Problem details >> Leave out the pictures and reproduce all of the data exactly.

Supplied data >>
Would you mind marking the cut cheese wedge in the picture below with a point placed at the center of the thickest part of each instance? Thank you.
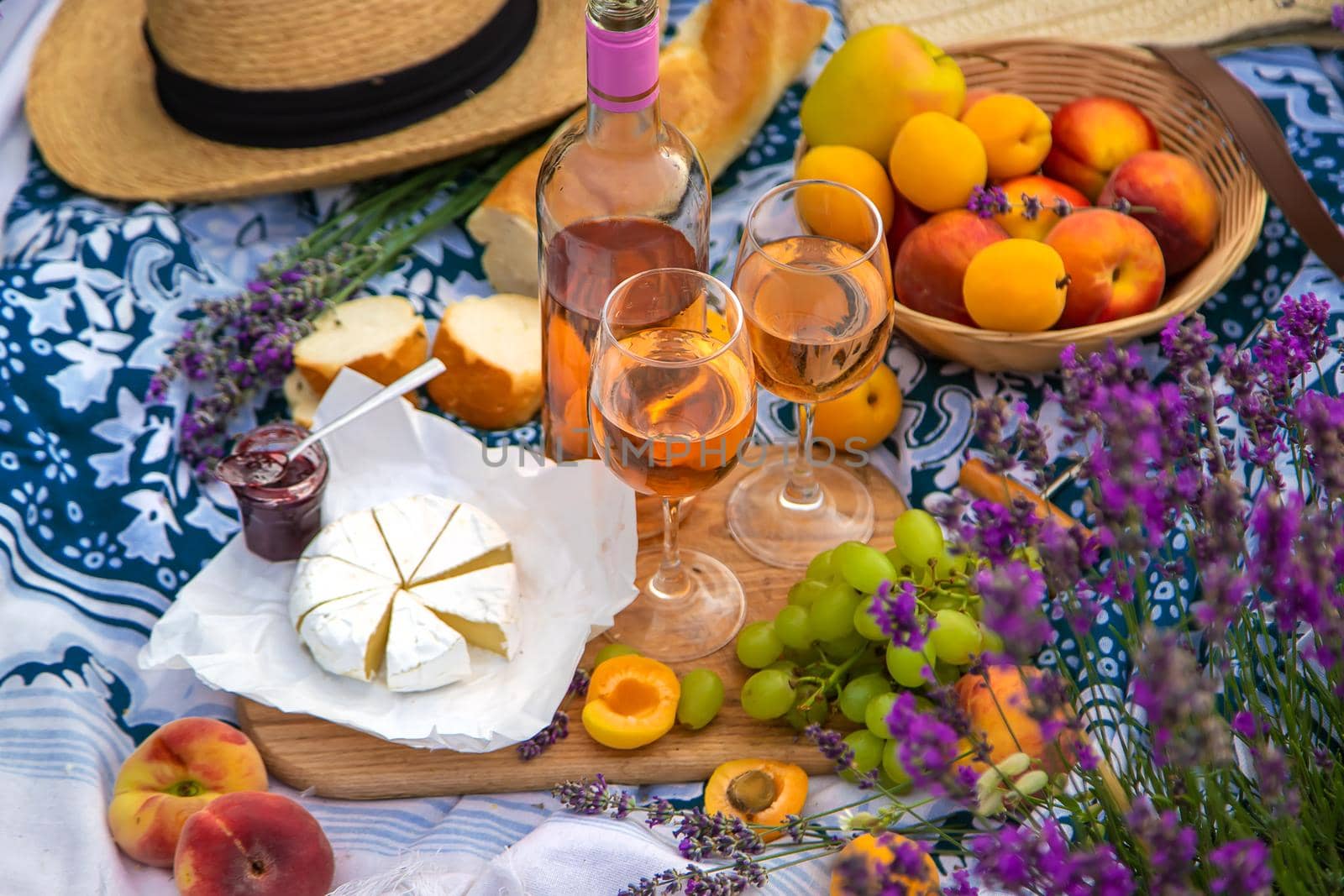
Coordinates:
(413, 526)
(423, 653)
(477, 605)
(468, 542)
(326, 578)
(349, 636)
(358, 540)
(407, 587)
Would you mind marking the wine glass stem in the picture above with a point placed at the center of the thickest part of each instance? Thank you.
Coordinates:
(671, 579)
(803, 492)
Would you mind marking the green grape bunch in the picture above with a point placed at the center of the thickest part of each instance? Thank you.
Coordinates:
(824, 652)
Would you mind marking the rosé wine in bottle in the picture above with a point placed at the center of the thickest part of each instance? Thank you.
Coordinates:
(620, 192)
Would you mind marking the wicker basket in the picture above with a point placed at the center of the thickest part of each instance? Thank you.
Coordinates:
(1053, 73)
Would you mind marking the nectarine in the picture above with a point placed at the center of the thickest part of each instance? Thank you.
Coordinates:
(1092, 137)
(933, 261)
(253, 844)
(1115, 266)
(1184, 197)
(175, 773)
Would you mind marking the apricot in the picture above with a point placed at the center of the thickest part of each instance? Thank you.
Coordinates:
(999, 714)
(864, 417)
(878, 855)
(253, 844)
(631, 701)
(835, 212)
(1016, 285)
(175, 773)
(1184, 197)
(1014, 130)
(759, 792)
(933, 259)
(1045, 191)
(937, 161)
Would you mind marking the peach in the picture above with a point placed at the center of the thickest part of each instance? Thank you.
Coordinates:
(253, 844)
(1115, 266)
(904, 221)
(1184, 197)
(1092, 137)
(999, 712)
(175, 773)
(1014, 130)
(1045, 191)
(933, 261)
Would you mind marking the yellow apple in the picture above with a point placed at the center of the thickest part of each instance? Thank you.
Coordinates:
(875, 82)
(862, 418)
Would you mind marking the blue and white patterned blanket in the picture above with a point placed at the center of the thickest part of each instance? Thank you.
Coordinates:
(100, 524)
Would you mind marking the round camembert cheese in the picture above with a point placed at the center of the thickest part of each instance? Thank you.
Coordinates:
(403, 589)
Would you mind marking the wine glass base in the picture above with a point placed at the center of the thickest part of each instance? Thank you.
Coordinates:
(685, 626)
(786, 535)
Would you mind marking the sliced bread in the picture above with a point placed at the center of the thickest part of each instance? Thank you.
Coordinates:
(380, 336)
(492, 348)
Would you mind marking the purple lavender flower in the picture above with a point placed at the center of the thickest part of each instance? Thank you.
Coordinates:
(705, 836)
(897, 616)
(1023, 860)
(1171, 848)
(991, 202)
(1243, 869)
(537, 745)
(1179, 701)
(927, 745)
(1187, 344)
(1032, 207)
(1012, 595)
(832, 746)
(1321, 421)
(1274, 782)
(866, 875)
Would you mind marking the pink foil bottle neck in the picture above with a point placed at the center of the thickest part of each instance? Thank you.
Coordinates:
(622, 66)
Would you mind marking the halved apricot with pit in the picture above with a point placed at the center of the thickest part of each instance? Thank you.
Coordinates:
(631, 701)
(759, 792)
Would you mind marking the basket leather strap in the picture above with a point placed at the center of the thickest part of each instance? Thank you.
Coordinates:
(1263, 143)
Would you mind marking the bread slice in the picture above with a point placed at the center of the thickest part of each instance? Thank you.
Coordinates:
(492, 349)
(302, 399)
(380, 336)
(719, 78)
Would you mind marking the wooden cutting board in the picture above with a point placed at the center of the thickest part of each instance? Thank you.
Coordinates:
(343, 763)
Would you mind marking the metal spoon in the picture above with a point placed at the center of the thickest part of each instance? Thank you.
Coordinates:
(264, 468)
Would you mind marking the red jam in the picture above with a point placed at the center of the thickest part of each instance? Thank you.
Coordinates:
(281, 504)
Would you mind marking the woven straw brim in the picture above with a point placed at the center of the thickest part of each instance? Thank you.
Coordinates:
(96, 117)
(1146, 22)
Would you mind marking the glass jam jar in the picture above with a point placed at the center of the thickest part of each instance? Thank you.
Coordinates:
(281, 517)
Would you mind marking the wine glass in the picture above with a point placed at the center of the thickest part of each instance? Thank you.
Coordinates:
(815, 284)
(671, 405)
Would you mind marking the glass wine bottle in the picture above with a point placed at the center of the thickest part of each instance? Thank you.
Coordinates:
(620, 192)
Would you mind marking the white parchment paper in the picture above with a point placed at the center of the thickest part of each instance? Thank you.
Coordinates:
(575, 543)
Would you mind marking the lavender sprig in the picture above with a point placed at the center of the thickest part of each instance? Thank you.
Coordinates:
(241, 348)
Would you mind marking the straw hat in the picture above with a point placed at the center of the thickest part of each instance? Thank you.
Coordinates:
(1151, 22)
(266, 96)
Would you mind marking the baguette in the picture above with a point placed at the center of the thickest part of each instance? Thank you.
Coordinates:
(721, 76)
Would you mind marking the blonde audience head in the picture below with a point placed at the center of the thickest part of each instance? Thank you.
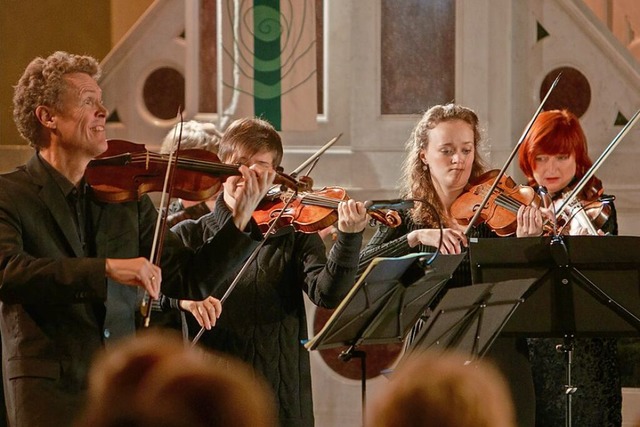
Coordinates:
(154, 379)
(443, 390)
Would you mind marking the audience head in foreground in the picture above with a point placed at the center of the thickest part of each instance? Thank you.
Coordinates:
(154, 379)
(443, 390)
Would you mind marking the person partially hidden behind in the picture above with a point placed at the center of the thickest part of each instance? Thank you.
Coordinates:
(555, 155)
(264, 317)
(73, 268)
(442, 389)
(193, 135)
(154, 380)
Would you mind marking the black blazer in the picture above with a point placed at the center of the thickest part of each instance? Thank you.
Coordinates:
(57, 306)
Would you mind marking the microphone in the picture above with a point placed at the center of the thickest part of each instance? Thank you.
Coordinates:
(548, 204)
(394, 204)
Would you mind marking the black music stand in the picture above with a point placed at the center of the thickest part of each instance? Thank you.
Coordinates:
(469, 319)
(384, 304)
(586, 286)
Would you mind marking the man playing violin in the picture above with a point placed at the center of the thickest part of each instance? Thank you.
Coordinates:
(72, 268)
(442, 159)
(555, 155)
(264, 316)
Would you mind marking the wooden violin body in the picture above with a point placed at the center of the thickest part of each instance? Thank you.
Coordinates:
(500, 211)
(127, 170)
(309, 212)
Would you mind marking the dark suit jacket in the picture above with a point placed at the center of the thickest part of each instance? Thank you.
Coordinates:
(58, 308)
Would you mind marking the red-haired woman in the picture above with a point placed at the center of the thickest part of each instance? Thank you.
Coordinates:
(555, 155)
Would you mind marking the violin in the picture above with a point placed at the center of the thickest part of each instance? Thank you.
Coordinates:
(500, 211)
(127, 170)
(588, 212)
(311, 211)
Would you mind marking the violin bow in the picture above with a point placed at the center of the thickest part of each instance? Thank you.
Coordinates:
(596, 165)
(475, 217)
(248, 262)
(269, 232)
(161, 221)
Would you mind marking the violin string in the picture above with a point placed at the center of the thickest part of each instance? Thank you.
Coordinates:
(193, 163)
(506, 202)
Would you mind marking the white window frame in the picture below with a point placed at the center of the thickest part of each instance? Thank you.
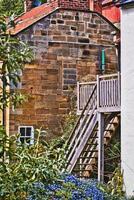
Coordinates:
(31, 137)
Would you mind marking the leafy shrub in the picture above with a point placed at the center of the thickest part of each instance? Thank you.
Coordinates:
(23, 165)
(67, 187)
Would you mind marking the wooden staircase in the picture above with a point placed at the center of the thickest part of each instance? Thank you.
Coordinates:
(84, 148)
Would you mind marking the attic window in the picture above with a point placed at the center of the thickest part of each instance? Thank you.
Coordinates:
(26, 134)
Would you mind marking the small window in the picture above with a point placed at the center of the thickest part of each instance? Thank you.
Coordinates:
(26, 134)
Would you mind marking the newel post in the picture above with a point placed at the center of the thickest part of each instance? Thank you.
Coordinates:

Solution below >>
Would you mind marking the cut cheese wedge in the picture below with a point placed at the center of the thickest part of each instance? Thank you.
Coordinates:
(413, 526)
(423, 653)
(477, 605)
(468, 542)
(326, 578)
(349, 636)
(358, 540)
(407, 587)
Would you mind marking the wine glass stem in the picture above with a point placed at the center of the thickest part of each instance? Thank you.
Coordinates:
(671, 579)
(803, 492)
Would you mind marking the green grape bunch in the picture above with a point placed at the center of the thickest part of each instance? Thank you.
Coordinates:
(824, 652)
Would you mind marking the rosé wine in bottle in the picture above with a point placed at the center of the thickest part of each instance? Thank you.
Coordinates:
(620, 192)
Would you mind marking the wicker basket in the picture above with a point placed at the center of the thickest part of each instance? Thank you.
Coordinates:
(1053, 73)
Would you mind marking the nectarine in the picture above with a point placed at the center of the thickest part of each instance? Thank you.
Coordinates:
(1092, 137)
(933, 261)
(253, 844)
(1115, 266)
(1184, 197)
(175, 773)
Would you mind marking the apricot in the picture above with a point placed at the center of the thickest part of each instance? Thank you.
Coordinates:
(999, 714)
(864, 417)
(878, 855)
(253, 844)
(631, 701)
(835, 212)
(1016, 285)
(175, 773)
(1184, 197)
(1014, 130)
(759, 792)
(933, 259)
(1045, 191)
(937, 161)
Would you mind marking the peach in the picture above with a point placed at the center of the thickest part of each instance? Thank you.
Coordinates:
(253, 844)
(1115, 266)
(904, 221)
(1184, 197)
(1092, 137)
(999, 712)
(175, 773)
(1014, 130)
(1045, 191)
(933, 261)
Would you mind marking the yellow apple in the picture above with a point placed at the center of the thickest part of each instance? Thank you.
Coordinates:
(875, 82)
(862, 418)
Would you mind marking the blue and white patterned blanket in the picture above with a point placed at the center of the thickest part of each instance? Thank you.
Coordinates:
(100, 524)
Would you mind marking the round camembert cheese in the picture above with a point placed at the center of the thickest part of each instance? Thank you.
Coordinates:
(403, 589)
Would you mind marking the wine glass base in the picture above with a point placed at the center of the thickest part of each instance? Thank you.
Coordinates:
(685, 626)
(786, 535)
Would you mind marking the sliced bread in the picture above with a point placed at the center of the thickest part of each instance? Thank you.
Coordinates:
(380, 336)
(492, 348)
Would you mind marking the purple lavender flower in the picture above with a point placed at the center of the thickest part of each instance? Thank you.
Coordinates:
(705, 836)
(897, 616)
(1023, 860)
(1171, 848)
(991, 202)
(1243, 869)
(537, 745)
(1179, 701)
(927, 745)
(1187, 344)
(1032, 207)
(1012, 595)
(832, 746)
(1321, 421)
(1274, 782)
(866, 875)
Would you mind marking the pink foil bottle neck in the picture above with a point placed at the center of the thickest part of each instance? Thank you.
Coordinates:
(622, 66)
Would you mind marking the halved apricot with pit in the picture above with a point placed at the center of the thickest part of each instance? Thank you.
Coordinates:
(631, 701)
(759, 792)
Would you mind marking the basket leather strap in the picture above with a point placed at the center of the thickest part of each instance? Thank you.
Coordinates:
(1263, 143)
Would you mind marking the bread slice in the picture above with a point placed at the center of the thickest part of each instance? Thank you.
Coordinates:
(492, 349)
(302, 399)
(380, 336)
(719, 78)
Would you mind marking the wooden cutting board in the picture above with a point placed at the center of the thickest part of each instance? Thank you.
Coordinates:
(343, 763)
Would you mind marking the metal spoon in the picture above with a point placed at the center of the thickest part of each instance? Thank you.
Coordinates:
(264, 468)
Would you mind marking the red jam in the picture above with a point placed at the center of the thickest part of each instance? Thank you.
Coordinates:
(281, 504)
Would you mind marking the woven straw brim in the picture above with a point placed at the center of the thickest part of each instance? Thank you.
Coordinates:
(96, 117)
(1146, 22)
Would you mind marking the glass jam jar in the picture above with a point placed at the center of the thickest part of each instance? Thank you.
Coordinates:
(281, 517)
Would you mind marking the wine glass in the picture above with a point placed at the center of the thickest part of each instance? Thank you.
Coordinates:
(815, 284)
(671, 405)
Would you mind marking the glass wine bottle in the picture above with a point placed at the center of the thickest part of each instance? Thank you.
Coordinates:
(620, 192)
Would you mind marking the white parchment paper in the picture above with a point placed at the center of the thickest part of each instance? Thank you.
Coordinates:
(575, 543)
Would you mind marking the lavender sprig in the picture above with a point placed at the center of the thickest part of each instance? Thank you.
Coordinates:
(241, 348)
Would you mind marking the straw hat in the picture above with a point placed at the center of the thickest part of each instance? Thank you.
Coordinates:
(1151, 22)
(266, 96)
Would you mind marking the baguette in the picture above with a point placed at the center of the thickest part of each instance? Thank you.
Coordinates:
(721, 76)
Would you mind marking the blonde audience head in the picture below with a point placed at the center of the thickest part of each instance? Thank you.
Coordinates:
(154, 379)
(443, 390)
Would you mind marking the audience head in foreground in the picture above with a point placed at the center of the thickest part of each instance? Thank you.
Coordinates:
(154, 379)
(443, 390)
Would you mind marking the person partially hidden behind in the picture above with a point placed at the center of the thickest part of each instance? Thank you.
Coordinates:
(555, 155)
(264, 317)
(73, 268)
(442, 389)
(193, 135)
(154, 380)
Would you mind marking the black blazer in the picture above with a point placed at the center of the thickest part of each instance? Thank you.
Coordinates:
(57, 306)
Would you mind marking the microphone in the picture above with a point placed at the center of the thickest part of each instance? Thank you.
Coordinates:
(548, 204)
(394, 204)
Would you mind marking the black music stand in the picture above with a point placed at the center of the thickest part of each instance? Thank you.
Coordinates:
(469, 319)
(384, 304)
(586, 286)
Would you mind marking the man playing violin in the picture above with a point placed at the center of the thickest part of each instance? Thank you.
Coordinates:
(72, 268)
(442, 159)
(555, 155)
(264, 316)
Would you mind marking the wooden violin body in the picture above with a point placed at the center of the thickest part of each instance? Thank you.
Coordinates:
(500, 211)
(127, 170)
(309, 212)
Would you mind marking the dark suit jacket in the picture above with a point placed at the center of the thickest part of each instance? Thank you.
Coordinates:
(58, 308)
Would you mind marking the red-haired woman in the picture above with a point placed at the center of the thickest part of each instance? Thank you.
Coordinates:
(555, 155)
Would you mind marking the violin in the picture above with a point placed at the center of the thickest part of each instance? Thank you.
Coordinates:
(500, 211)
(127, 170)
(588, 212)
(311, 211)
Would you mind marking the violin bow in the picture above with a point placed at the center of the thickest part of each instance? Thank you.
Coordinates:
(596, 165)
(475, 217)
(248, 262)
(269, 232)
(161, 221)
Would you mind marking the violin string in the picture above with a point placed at the center of the thickest part of each instance? Thank you.
Coordinates:
(193, 163)
(506, 202)
Would you mind marking the white window frame in the picture below with a point placed at the center of the thickest part of each instance? Thank you.
Coordinates:
(31, 137)
Would you mind marking the leafy shrub in the picture above with a point placed at the center of the thickest part of each instance? Thank you.
Coordinates:
(23, 165)
(67, 187)
Would you mind marking the wooden staircase in the picture above with a point placed at the center of the thickest part of each instance? Thank you.
Coordinates:
(84, 148)
Would you mind marking the attic window in the picture above with a point placed at the center of the thickest part of each instance? Thank you.
Coordinates:
(26, 134)
Would you mind marking the small window in the picture above with a point placed at the center of the thickest part of each instance? Thank you.
Coordinates:
(26, 134)
Would you mind marking the newel post in the picture above with a point placed at the center of the thickest part of each instance? Thank you.
Coordinates:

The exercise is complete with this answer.